Your task is to repeat, word for word, the line containing "the white stone" and all lines that follow it to the end of the material, and no other lines.

━━━━━━━━━━━━━━━━

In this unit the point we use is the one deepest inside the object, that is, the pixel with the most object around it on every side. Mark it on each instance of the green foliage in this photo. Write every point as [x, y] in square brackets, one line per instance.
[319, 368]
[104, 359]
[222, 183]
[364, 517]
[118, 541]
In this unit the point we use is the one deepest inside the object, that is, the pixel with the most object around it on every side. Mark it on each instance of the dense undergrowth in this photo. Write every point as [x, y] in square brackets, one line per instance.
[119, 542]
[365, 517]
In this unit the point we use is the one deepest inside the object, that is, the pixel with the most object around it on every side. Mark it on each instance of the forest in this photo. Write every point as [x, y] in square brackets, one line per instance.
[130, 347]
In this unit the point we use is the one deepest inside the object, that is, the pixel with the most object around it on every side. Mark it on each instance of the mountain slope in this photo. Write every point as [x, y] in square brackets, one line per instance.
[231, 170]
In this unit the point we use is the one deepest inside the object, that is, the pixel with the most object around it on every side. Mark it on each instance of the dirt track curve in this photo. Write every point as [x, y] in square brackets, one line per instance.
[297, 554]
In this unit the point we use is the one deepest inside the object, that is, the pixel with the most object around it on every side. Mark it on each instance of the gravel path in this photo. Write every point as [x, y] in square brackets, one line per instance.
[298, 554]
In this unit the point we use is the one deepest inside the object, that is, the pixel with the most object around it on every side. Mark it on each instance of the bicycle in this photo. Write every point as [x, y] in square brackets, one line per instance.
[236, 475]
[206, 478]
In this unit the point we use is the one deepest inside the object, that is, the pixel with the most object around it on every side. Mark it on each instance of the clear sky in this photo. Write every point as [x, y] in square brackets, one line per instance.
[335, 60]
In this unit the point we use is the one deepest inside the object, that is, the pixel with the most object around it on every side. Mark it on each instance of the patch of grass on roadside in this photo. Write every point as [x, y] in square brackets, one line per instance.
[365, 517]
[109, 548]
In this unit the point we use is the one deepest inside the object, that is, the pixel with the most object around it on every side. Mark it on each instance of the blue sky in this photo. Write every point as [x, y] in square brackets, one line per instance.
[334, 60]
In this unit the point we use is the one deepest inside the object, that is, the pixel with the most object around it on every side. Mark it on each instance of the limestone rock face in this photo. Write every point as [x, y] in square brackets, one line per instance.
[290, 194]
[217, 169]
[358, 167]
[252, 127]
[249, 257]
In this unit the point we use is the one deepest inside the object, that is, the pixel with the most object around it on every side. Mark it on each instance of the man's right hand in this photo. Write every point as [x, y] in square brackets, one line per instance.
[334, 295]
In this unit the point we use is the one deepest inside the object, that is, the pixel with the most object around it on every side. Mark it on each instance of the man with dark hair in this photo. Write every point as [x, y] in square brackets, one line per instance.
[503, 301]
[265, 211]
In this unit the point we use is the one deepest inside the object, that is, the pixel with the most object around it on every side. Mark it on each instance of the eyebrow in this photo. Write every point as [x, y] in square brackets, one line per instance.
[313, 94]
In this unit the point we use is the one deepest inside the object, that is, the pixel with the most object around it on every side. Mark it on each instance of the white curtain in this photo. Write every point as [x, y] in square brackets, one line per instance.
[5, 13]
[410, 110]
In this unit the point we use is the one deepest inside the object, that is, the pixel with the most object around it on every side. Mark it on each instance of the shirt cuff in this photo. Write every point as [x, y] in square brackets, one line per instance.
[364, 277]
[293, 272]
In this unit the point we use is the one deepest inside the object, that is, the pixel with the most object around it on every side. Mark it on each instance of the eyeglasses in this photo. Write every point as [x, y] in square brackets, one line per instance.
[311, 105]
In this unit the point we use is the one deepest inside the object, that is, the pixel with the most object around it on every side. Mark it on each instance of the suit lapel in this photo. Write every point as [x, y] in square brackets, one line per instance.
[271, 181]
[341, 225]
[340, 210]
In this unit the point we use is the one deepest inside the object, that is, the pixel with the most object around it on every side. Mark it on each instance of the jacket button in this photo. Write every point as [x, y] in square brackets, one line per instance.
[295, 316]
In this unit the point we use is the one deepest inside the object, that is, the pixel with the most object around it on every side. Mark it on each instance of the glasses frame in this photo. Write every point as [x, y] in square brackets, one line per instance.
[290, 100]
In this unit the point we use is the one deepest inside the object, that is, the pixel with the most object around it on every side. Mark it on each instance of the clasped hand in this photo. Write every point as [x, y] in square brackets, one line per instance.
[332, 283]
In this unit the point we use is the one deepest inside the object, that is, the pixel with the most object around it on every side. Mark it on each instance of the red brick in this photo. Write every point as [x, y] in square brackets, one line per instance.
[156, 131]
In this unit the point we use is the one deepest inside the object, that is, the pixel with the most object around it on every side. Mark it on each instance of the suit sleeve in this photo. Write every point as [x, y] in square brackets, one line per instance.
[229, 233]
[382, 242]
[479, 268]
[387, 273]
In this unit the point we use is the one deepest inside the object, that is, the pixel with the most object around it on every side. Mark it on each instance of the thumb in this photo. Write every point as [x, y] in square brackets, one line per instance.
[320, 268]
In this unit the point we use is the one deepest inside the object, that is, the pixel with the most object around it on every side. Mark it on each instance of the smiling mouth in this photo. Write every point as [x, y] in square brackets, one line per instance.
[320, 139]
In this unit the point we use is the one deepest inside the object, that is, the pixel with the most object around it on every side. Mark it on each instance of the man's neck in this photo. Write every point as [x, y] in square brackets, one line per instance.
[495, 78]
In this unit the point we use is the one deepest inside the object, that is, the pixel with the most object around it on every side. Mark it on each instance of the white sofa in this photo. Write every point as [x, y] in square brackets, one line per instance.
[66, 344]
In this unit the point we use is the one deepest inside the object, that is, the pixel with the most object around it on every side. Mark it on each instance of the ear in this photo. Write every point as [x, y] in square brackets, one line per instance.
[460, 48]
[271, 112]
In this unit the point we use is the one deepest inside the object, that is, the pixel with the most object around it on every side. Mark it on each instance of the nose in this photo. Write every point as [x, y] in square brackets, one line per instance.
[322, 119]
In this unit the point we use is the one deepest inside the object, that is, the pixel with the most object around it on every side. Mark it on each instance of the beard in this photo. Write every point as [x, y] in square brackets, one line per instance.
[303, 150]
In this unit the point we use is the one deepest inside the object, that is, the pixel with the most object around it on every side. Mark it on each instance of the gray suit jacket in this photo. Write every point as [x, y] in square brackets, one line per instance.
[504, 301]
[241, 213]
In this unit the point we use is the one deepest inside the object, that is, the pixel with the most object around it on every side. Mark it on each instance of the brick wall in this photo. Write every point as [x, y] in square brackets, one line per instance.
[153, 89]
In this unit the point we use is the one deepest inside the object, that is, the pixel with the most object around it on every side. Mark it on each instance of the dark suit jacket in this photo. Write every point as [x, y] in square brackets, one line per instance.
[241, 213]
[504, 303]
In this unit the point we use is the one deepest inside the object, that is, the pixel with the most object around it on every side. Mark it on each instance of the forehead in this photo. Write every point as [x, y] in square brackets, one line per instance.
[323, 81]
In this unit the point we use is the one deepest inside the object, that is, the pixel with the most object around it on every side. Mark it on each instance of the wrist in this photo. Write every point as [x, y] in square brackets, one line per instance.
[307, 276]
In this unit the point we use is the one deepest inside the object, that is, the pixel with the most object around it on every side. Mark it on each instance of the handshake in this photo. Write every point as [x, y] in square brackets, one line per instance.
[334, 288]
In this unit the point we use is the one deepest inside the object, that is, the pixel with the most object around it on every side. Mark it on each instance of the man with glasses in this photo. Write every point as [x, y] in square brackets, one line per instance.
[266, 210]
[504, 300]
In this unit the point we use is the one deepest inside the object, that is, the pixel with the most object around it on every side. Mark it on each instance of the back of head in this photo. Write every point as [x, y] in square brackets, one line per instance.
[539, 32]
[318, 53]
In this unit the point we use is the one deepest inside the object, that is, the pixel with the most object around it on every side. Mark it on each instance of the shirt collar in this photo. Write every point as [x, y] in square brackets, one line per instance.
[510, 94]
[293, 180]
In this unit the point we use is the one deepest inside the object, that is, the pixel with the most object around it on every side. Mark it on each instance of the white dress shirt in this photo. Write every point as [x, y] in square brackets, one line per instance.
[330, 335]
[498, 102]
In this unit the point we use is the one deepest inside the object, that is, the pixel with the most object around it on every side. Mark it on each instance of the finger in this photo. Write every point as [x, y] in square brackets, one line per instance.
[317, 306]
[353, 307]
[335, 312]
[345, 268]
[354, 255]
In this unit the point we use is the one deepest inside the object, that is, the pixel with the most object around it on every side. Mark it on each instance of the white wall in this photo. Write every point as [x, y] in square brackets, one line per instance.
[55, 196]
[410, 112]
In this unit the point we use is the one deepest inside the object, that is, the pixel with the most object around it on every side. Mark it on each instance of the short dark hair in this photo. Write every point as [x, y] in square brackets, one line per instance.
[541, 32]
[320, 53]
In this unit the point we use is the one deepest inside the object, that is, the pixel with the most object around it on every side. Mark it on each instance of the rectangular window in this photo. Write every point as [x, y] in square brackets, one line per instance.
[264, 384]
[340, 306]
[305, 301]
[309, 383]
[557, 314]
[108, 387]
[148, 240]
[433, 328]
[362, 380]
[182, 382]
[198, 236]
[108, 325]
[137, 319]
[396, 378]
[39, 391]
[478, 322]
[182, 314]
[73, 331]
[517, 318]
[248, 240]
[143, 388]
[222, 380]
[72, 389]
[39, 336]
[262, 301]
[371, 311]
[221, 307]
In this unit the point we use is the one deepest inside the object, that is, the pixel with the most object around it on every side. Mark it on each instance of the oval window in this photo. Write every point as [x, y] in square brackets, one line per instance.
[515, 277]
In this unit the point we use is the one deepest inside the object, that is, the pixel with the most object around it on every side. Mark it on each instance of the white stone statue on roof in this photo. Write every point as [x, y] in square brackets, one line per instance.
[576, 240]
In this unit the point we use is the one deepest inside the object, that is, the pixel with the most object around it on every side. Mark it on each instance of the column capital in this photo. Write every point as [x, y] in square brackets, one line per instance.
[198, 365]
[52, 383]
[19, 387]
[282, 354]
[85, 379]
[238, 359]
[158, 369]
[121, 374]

━━━━━━━━━━━━━━━━

Expected answer >>
In this unit the point we use is the one deepest inside the object, that is, the pixel with the most object around it on every side. Mark it on each instance of the white stone statue on roof in this photo. Write every point as [x, y] in square brackets, one line per instance.
[576, 240]
In this unit the point we use is the one deepest inside the object, that is, the pixel with the most object around it on every side. Mark it on each instance of the column capital in this photo. Write every point as [x, y] in square brackets, one line per instance.
[198, 365]
[52, 383]
[19, 387]
[282, 354]
[85, 379]
[238, 359]
[158, 369]
[121, 374]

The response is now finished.